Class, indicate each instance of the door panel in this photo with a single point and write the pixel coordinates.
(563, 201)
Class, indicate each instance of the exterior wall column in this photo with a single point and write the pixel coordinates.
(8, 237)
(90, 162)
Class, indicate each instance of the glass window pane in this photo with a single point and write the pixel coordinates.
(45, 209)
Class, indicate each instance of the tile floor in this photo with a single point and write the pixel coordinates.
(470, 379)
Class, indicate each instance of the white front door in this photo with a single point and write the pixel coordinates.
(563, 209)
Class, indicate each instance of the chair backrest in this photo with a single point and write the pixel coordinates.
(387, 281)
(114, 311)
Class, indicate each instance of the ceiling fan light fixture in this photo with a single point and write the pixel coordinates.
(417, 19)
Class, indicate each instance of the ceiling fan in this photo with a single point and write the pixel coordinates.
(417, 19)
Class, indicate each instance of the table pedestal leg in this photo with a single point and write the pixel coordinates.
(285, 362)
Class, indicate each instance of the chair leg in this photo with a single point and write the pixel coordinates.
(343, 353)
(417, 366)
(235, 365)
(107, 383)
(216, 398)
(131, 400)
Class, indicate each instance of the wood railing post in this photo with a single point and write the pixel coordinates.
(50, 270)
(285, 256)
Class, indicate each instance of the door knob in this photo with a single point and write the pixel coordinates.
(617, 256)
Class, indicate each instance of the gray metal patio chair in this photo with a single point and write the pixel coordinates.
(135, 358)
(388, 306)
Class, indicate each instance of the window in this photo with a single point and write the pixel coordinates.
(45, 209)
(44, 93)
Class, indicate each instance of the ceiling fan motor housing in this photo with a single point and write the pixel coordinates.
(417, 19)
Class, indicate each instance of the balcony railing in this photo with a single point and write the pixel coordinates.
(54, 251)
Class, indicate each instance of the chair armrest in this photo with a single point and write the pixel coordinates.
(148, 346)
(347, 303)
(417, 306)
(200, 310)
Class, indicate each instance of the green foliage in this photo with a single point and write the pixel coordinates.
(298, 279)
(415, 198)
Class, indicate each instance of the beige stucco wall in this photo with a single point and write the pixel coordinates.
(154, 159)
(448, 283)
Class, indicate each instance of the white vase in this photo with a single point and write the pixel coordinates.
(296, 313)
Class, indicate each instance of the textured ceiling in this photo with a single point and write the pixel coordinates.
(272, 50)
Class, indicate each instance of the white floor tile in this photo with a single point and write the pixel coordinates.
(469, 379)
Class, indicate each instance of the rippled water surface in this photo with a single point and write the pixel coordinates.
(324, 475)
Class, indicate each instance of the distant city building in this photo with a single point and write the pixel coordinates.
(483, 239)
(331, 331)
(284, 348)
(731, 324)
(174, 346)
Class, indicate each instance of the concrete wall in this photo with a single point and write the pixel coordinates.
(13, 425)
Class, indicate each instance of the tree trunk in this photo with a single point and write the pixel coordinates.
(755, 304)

★ ★ ★ ★

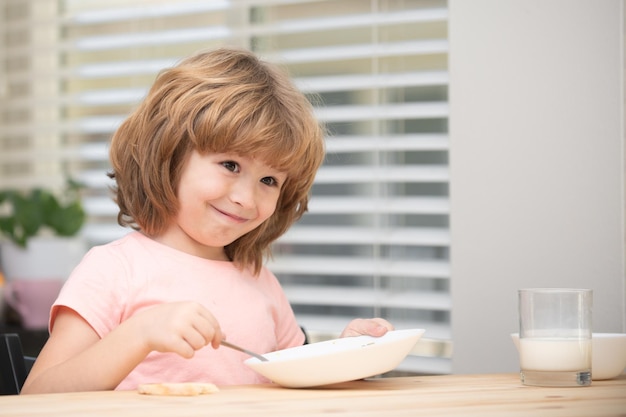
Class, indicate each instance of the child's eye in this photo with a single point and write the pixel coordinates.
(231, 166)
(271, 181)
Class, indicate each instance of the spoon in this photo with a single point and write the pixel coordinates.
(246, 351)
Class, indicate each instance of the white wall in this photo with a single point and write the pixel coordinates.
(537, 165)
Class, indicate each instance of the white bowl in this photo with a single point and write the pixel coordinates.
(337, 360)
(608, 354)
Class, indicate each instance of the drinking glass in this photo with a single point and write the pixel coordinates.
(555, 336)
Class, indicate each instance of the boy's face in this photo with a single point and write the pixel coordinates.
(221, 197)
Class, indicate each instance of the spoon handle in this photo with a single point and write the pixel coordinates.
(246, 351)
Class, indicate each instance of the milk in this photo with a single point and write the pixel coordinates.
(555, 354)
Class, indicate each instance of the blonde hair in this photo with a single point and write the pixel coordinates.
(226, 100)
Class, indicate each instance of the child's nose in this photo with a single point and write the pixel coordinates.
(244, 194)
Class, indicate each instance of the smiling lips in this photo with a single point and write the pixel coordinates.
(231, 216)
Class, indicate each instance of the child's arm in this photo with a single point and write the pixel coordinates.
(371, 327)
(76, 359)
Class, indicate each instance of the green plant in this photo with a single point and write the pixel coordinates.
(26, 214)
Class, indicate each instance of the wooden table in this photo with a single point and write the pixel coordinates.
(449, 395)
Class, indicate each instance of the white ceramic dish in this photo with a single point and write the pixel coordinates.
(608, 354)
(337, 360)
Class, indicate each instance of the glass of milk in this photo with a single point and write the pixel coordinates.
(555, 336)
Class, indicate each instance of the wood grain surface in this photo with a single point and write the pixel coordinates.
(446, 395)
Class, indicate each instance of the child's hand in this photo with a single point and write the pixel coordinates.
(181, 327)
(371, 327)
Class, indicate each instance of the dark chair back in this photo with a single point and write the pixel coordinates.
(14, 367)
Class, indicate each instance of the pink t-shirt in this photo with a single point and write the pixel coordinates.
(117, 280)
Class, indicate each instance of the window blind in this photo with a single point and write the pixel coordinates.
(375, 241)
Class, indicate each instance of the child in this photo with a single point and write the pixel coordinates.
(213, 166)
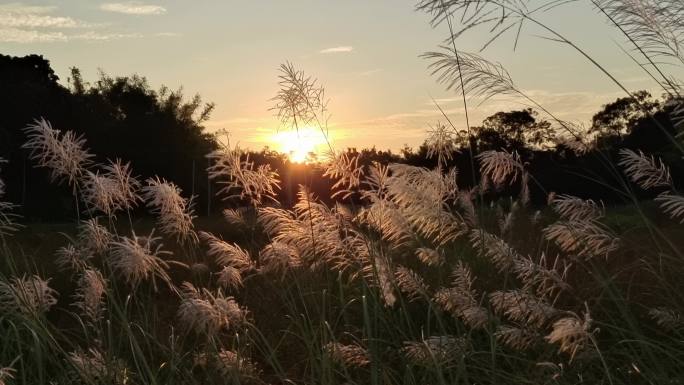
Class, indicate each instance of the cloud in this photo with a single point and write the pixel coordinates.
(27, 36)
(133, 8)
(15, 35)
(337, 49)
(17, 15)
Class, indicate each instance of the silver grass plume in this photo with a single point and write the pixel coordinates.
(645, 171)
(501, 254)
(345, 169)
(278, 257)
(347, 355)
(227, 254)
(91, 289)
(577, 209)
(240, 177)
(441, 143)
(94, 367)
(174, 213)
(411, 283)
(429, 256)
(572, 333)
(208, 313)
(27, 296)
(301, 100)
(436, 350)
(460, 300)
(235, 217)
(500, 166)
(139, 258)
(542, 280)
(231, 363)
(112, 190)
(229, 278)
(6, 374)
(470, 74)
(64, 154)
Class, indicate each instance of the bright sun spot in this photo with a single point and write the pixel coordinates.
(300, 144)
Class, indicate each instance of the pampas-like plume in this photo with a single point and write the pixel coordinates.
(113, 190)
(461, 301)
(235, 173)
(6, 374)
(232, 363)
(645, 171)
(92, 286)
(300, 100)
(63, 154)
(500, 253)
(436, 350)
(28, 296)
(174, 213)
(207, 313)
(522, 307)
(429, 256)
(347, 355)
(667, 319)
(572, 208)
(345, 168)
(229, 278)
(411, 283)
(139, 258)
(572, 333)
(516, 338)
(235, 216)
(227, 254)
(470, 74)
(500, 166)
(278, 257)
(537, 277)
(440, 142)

★ ★ ★ ★

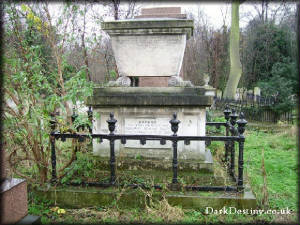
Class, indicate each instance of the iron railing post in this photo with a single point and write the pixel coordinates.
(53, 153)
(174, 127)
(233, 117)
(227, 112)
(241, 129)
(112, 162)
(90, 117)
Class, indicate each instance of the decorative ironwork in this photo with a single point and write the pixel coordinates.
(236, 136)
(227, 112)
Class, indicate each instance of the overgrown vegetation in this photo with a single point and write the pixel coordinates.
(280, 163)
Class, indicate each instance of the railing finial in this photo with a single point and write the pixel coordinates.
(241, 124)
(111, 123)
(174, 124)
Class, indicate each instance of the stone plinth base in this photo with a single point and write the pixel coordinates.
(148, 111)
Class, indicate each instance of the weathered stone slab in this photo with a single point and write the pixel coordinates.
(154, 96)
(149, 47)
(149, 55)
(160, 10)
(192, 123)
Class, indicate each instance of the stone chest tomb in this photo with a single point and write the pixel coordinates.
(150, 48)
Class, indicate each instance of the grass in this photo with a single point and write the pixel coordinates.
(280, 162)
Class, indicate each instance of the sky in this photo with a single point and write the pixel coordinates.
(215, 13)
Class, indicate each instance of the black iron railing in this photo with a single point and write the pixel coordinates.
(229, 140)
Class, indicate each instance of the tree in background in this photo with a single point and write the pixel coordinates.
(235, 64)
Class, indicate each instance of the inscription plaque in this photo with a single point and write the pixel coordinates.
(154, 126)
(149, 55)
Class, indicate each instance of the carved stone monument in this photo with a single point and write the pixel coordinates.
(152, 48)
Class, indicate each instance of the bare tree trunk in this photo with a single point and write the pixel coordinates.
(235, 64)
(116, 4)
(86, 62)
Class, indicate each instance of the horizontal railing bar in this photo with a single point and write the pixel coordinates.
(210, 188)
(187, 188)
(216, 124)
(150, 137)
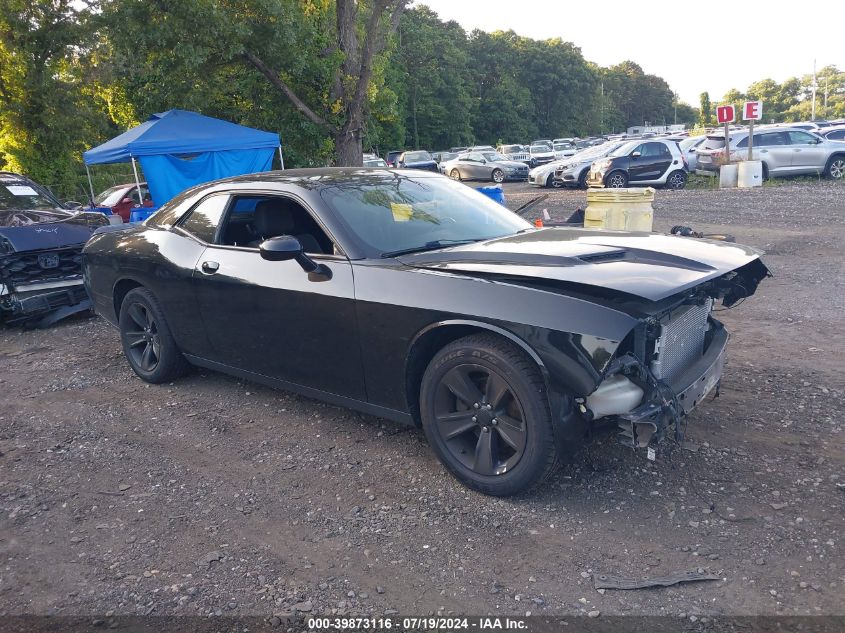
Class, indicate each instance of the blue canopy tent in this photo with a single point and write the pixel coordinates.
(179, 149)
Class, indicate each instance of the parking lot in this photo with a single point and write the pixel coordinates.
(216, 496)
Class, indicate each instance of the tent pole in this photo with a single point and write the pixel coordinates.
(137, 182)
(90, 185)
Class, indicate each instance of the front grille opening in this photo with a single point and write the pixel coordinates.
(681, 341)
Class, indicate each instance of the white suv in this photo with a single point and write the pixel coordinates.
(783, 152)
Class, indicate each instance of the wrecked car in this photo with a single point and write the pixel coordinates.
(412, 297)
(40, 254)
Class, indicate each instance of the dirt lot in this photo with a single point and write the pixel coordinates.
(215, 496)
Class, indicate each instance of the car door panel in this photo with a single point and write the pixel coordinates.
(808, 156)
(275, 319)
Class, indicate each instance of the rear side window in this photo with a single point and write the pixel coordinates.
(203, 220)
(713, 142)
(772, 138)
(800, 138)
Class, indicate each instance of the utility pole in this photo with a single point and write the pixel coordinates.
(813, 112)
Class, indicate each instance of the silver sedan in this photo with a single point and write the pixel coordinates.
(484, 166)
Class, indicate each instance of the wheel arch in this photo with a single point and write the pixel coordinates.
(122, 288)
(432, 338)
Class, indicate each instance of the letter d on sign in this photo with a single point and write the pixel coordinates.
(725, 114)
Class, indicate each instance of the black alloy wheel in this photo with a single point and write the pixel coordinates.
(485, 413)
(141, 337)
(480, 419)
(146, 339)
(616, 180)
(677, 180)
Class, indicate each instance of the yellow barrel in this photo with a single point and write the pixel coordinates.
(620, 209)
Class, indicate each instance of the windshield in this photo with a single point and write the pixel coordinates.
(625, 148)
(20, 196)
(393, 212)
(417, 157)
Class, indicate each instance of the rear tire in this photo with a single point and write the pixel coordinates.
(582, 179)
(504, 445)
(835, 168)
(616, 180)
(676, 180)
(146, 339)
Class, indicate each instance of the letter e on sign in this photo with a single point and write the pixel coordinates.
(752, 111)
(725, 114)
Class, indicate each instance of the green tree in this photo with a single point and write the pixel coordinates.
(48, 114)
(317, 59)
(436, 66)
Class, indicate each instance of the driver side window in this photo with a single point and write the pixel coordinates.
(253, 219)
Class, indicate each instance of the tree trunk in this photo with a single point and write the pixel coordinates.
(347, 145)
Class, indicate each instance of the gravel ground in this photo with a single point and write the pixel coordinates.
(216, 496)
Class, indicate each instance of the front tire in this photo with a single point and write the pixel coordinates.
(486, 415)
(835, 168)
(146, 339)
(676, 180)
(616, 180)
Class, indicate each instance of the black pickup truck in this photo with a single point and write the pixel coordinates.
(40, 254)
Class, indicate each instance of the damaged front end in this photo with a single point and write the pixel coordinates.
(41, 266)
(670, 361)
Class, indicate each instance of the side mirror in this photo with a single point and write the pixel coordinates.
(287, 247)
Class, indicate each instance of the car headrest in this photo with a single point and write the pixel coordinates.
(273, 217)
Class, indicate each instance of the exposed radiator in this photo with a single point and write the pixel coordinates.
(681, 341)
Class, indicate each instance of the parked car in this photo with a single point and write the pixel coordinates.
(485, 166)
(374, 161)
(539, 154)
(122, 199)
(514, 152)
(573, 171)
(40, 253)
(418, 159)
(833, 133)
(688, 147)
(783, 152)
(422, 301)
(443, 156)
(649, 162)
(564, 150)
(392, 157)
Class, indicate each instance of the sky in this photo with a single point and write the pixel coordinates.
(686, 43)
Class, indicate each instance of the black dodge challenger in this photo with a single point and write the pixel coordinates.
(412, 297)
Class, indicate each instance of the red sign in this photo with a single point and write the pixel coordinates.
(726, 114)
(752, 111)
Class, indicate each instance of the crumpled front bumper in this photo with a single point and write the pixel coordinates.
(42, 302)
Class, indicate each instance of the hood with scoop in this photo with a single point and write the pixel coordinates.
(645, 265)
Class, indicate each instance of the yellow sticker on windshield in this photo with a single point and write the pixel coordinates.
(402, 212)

★ ★ ★ ★

## [DIRECTIVE]
Find every line in the data that contains the word "spoon" and copy each of those lines. Matching is case-sensitive.

## [COMPLETED EXERCISE]
Class, indicate each instance of the spoon in this photo with a single point and write the pixel coordinates.
Class, indicate each instance of the spoon handle in this photo with a single point and write the pixel coordinates.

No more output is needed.